[Exercise] Repeat exactly the lines from the start of the records below through the line that contains "Where can the ponytail", including both.

[Data for this exercise]
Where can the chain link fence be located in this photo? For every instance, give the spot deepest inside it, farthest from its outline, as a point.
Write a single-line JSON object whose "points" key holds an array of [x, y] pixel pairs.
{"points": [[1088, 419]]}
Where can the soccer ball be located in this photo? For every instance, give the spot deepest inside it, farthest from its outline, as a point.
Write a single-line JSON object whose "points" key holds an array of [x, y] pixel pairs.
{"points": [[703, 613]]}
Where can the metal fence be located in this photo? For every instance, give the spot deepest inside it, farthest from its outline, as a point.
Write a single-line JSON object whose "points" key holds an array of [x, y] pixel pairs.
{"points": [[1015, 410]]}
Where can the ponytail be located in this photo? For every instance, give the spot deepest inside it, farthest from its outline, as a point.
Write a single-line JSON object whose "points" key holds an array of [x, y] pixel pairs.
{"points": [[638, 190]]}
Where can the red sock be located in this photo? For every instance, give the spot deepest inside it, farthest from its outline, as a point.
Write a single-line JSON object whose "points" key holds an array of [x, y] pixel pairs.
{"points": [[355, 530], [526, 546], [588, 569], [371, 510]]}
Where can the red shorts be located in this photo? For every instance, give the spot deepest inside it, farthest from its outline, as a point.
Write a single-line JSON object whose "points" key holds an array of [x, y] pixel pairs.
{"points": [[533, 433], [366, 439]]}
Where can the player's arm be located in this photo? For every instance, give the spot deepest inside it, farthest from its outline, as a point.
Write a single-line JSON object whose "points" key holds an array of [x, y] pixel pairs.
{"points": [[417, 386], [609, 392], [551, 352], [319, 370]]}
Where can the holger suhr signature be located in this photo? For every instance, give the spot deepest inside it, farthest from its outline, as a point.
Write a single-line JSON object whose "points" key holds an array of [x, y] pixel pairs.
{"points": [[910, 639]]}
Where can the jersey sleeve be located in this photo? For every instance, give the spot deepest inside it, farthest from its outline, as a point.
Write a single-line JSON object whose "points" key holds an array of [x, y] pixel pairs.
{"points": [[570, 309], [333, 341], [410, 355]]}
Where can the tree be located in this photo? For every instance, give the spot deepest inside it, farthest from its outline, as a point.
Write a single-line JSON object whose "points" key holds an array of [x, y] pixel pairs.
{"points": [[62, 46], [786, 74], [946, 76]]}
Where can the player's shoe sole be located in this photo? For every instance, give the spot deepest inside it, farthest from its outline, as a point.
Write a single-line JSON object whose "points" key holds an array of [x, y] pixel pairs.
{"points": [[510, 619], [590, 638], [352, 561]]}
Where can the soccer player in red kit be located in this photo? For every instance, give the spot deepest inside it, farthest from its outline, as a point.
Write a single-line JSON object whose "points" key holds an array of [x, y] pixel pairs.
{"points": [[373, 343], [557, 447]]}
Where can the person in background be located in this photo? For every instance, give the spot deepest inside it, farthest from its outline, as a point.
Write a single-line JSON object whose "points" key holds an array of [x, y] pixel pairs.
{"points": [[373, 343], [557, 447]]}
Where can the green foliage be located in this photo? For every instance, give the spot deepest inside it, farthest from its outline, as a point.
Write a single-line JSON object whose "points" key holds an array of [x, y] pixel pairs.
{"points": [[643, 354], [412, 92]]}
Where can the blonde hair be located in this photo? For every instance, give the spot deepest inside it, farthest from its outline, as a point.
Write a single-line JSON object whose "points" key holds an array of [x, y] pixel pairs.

[Solution for this exercise]
Where can the chain link fence be located in this photo? For every instance, give the spot deepest inside it, farthest from its outline, as a point.
Write a single-line JSON object whose "points" key holds an array of [x, y] pixel pairs.
{"points": [[1088, 419]]}
Where can the soccer ball be located in this photo? For every instance, give the spot deepest inside it, farthest from its outline, as a point.
Write a single-line JSON object whose "points" key holds an array of [x, y] pixel pairs.
{"points": [[703, 613]]}
Where can the metal fence be located in this photo? For every instance, give the spot deepest inside it, farthest from its outline, as a point.
Write a single-line JSON object whose "points" key holds an array of [x, y] pixel pairs.
{"points": [[1015, 410]]}
Where can the ponytail be located in this photo? For every instance, give the spot deepest inside it, farthest from its outline, as a point.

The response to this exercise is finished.